指示 1:
パターン欠陥検査に関する提示文を読み、次の問いに答えてください。
(a) D−DB検査では、センサ像を何と比較しますか。
(b) 設計データ上のパターン群は何と呼ばれますか。
(c) AUが異なる複数のチップのパターンを連続して検査する場合、何を決定しますか。

提示文:
- - - - -

本発明は、パターン欠陥検査方法およびパターン欠陥検査装置に関する。
マスク等のパターンを有する検査対象物のパターンの欠陥を検査する検査装置では、検査モードの1つとしてD−DB(Die to Database)検査を行うことが可能である。D−DB検査では、センサで光学的に検出された検査対象物のセンサ像と、検査対象物の設計データすなわち描画データから作成された検査対象物の参照像とを比較することで、検査対象物のパターンの欠陥を検査する。
マスクのD−DB検査に用いる設計データ上において、マスクのパターンは複数のパターン群すなわち複数のパターンの単位に区分けされている。設計データ上のパターン群は、チップと呼ばれる。また、設計データには、アドレスユニット(以下、AUともいう)と呼ばれるチップの単位寸法を示すデータが含まれている。AUは、チップに対応するパターンの密集度に応じて異なり、密集度が大きいパターンに対応するチップほどAUが小さい。
パターンの欠陥を迅速に検査するため、D−DB検査では、AUが異なる複数のチップのパターンを連続して検査する場合がある。この場合、各チップのAUを代表する代表AUを決定する。

- - - - -

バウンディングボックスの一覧
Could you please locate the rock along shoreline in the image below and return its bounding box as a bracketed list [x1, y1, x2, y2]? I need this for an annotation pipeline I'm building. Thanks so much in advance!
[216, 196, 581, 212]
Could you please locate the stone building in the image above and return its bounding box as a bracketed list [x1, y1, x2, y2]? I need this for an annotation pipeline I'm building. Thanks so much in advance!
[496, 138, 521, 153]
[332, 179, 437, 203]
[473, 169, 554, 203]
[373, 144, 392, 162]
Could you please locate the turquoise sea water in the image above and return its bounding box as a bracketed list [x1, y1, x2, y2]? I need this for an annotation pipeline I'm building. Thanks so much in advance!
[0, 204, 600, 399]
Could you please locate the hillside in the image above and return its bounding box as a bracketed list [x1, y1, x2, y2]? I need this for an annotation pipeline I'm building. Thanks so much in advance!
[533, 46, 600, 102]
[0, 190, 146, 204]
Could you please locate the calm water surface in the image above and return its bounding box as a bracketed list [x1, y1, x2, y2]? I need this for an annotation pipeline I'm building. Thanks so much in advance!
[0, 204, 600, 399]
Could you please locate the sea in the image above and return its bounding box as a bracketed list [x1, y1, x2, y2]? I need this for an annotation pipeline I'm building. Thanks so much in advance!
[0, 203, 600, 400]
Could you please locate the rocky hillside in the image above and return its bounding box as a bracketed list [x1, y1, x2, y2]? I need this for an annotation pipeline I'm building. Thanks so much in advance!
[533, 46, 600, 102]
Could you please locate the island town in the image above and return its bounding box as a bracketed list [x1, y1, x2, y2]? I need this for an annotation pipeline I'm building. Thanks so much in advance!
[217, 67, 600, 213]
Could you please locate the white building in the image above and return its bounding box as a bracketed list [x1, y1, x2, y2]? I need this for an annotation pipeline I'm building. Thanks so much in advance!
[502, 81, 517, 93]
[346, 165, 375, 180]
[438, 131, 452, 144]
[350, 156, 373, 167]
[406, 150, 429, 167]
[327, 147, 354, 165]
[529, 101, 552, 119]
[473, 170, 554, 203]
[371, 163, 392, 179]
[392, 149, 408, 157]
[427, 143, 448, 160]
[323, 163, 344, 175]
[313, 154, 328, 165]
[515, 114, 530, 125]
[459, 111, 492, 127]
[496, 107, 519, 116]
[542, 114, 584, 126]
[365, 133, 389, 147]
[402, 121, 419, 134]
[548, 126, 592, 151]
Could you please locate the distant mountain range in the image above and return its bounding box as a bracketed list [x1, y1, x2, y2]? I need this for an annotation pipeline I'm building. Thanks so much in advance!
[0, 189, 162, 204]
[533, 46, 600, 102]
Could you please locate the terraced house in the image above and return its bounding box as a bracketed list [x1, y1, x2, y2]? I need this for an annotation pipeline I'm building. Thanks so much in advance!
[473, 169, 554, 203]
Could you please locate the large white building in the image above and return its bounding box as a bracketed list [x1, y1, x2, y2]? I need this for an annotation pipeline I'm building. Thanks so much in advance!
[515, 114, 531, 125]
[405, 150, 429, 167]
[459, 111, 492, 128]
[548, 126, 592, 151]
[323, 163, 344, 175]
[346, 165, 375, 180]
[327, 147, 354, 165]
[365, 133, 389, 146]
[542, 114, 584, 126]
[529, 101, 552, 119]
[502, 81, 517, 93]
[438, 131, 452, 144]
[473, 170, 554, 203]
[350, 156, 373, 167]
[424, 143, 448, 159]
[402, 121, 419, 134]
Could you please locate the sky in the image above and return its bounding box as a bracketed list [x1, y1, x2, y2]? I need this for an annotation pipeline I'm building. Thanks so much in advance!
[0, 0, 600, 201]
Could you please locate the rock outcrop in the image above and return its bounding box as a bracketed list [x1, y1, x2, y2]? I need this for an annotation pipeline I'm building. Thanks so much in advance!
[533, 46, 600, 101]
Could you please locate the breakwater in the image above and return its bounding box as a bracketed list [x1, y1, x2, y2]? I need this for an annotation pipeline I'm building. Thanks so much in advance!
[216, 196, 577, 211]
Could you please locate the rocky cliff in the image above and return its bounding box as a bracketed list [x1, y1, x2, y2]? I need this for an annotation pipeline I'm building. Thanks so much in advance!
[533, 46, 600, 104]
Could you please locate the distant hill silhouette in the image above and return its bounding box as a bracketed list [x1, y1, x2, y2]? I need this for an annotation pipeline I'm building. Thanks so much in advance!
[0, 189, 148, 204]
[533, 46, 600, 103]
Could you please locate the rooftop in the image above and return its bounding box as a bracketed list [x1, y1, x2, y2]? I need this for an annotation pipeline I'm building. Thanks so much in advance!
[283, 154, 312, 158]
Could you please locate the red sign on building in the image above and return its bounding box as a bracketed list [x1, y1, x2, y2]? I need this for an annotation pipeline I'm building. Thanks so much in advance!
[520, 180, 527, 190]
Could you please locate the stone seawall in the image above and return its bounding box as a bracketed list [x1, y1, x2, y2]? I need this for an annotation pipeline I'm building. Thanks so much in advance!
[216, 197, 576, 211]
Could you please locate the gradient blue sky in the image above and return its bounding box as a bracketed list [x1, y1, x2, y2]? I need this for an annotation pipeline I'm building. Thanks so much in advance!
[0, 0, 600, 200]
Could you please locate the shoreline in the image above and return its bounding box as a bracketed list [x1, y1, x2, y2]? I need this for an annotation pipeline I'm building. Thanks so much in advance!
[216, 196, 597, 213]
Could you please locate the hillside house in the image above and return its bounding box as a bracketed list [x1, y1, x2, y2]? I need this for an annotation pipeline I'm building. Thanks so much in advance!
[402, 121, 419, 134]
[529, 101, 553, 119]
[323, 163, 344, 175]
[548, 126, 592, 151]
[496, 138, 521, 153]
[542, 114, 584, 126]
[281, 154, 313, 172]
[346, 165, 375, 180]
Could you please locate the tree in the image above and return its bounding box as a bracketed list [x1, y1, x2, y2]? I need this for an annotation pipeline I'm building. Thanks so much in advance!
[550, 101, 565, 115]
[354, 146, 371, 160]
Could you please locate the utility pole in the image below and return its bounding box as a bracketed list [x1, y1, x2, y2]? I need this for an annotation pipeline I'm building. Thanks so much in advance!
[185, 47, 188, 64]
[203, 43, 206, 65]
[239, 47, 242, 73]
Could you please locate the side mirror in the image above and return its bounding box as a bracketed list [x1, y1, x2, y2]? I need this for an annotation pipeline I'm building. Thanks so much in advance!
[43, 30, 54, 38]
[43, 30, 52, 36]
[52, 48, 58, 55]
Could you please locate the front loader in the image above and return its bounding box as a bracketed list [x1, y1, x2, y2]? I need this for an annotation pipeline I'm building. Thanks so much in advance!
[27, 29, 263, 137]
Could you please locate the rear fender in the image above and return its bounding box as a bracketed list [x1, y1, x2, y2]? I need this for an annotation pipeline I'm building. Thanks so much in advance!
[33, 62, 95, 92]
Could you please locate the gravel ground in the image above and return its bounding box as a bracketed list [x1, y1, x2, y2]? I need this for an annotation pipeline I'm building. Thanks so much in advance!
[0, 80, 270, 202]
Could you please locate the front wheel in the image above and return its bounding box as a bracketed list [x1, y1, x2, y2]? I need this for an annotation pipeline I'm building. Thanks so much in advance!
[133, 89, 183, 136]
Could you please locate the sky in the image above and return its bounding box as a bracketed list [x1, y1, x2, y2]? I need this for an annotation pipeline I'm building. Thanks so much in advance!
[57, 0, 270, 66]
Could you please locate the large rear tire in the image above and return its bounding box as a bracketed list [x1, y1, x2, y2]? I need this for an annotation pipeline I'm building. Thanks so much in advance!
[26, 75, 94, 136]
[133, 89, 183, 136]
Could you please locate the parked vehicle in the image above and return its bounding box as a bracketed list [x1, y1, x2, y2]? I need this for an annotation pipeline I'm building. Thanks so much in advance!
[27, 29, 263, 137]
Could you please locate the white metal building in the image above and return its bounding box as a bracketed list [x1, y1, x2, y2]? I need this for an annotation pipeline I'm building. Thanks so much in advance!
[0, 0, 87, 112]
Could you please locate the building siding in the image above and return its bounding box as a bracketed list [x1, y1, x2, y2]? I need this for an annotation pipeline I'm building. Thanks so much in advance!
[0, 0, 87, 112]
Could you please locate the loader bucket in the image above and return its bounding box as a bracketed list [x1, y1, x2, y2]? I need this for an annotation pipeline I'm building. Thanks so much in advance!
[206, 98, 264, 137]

- - - - -

指示 2:
リストの冒頭から「[216, 196, 581, 212]」を含む行までの範囲（両端を含む）を、「shoreline」を「coast」に入れ替えて書き直してください。それ以外は変えずに、その範囲の行だけを示してください。

回答全文 1:
(a) 検査対象物の設計データ、すなわち描画データから作成された検査対象物の参照像と比較します。
(b) チップと呼ばれます。
(c) 各チップのAUを代表する代表AUを決定します。

回答全文 2:
Could you please locate the rock along coast in the image below and return its bounding box as a bracketed list [x1, y1, x2, y2]? I need this for an annotation pipeline I'm building. Thanks so much in advance!
[216, 196, 581, 212]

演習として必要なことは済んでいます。